#### INPUT ROWS
-------------------------

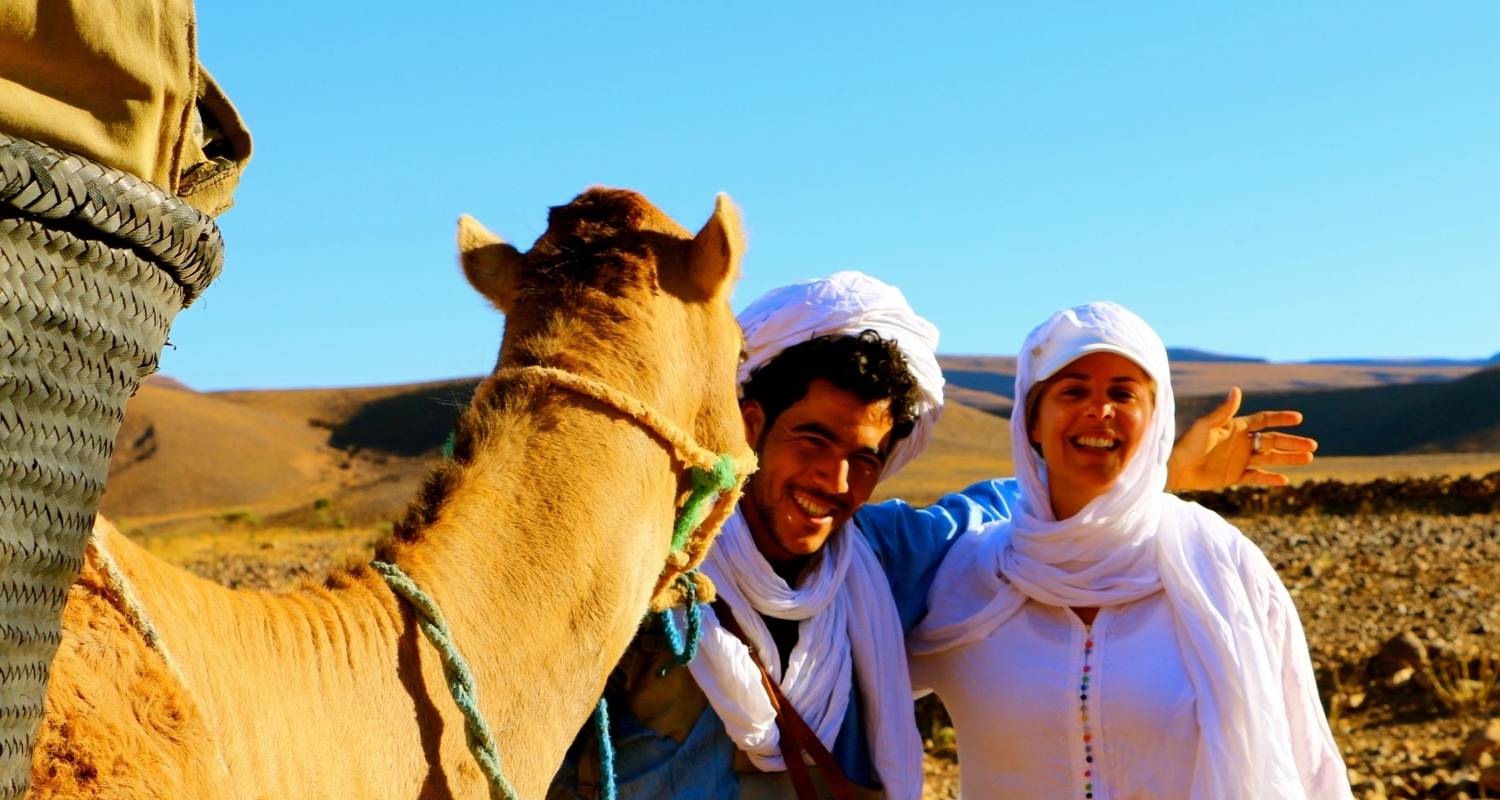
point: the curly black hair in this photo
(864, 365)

-------------------------

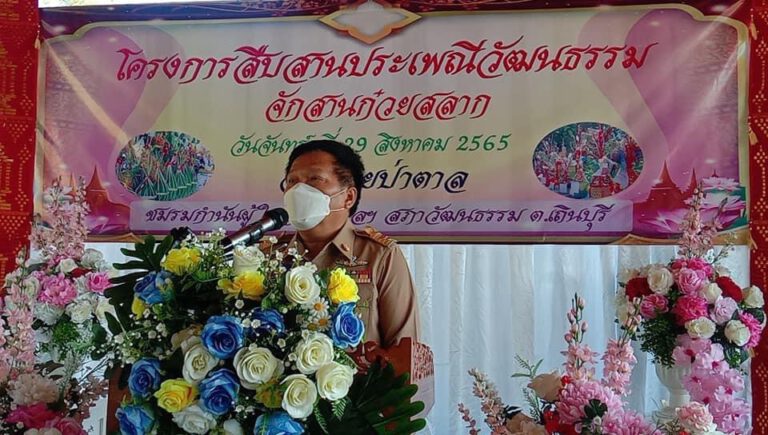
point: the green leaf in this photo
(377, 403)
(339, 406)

-------------------------

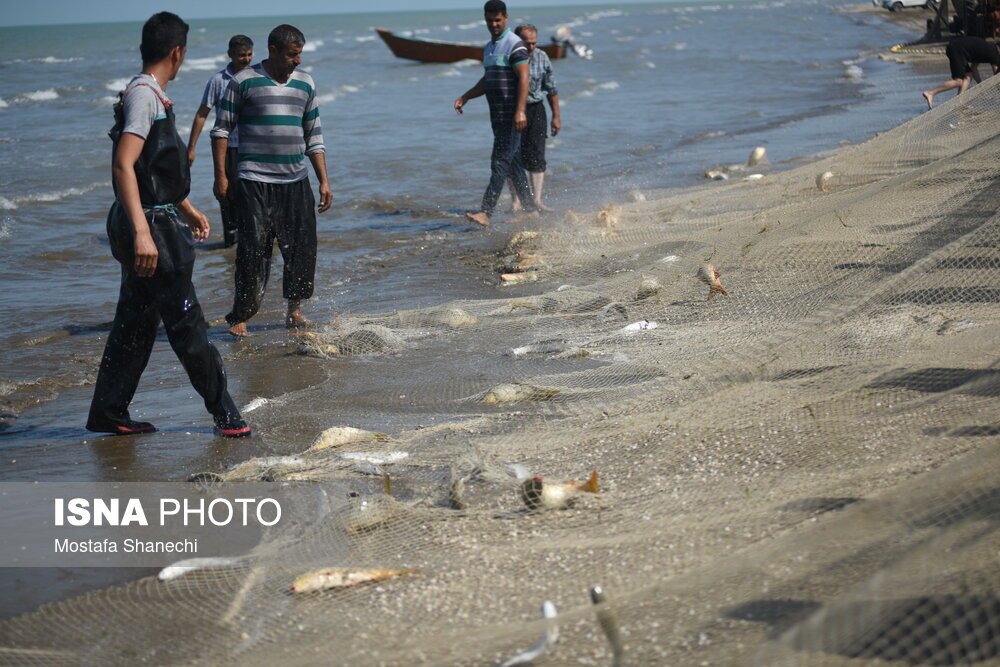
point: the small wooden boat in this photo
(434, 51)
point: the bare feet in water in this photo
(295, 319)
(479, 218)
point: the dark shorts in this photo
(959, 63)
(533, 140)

-------------------------

#### STATED PROBLEM
Return each line of the data above that contains the string "point", treating uppercase and lowercase letters as different.

#### RIGHT ANSWER
point: the curly black hair in this photo
point: the green leaf in this photo
point: the small wooden boat in this photo
point: the bare feet in water in this photo
point: the dark shorts in this photo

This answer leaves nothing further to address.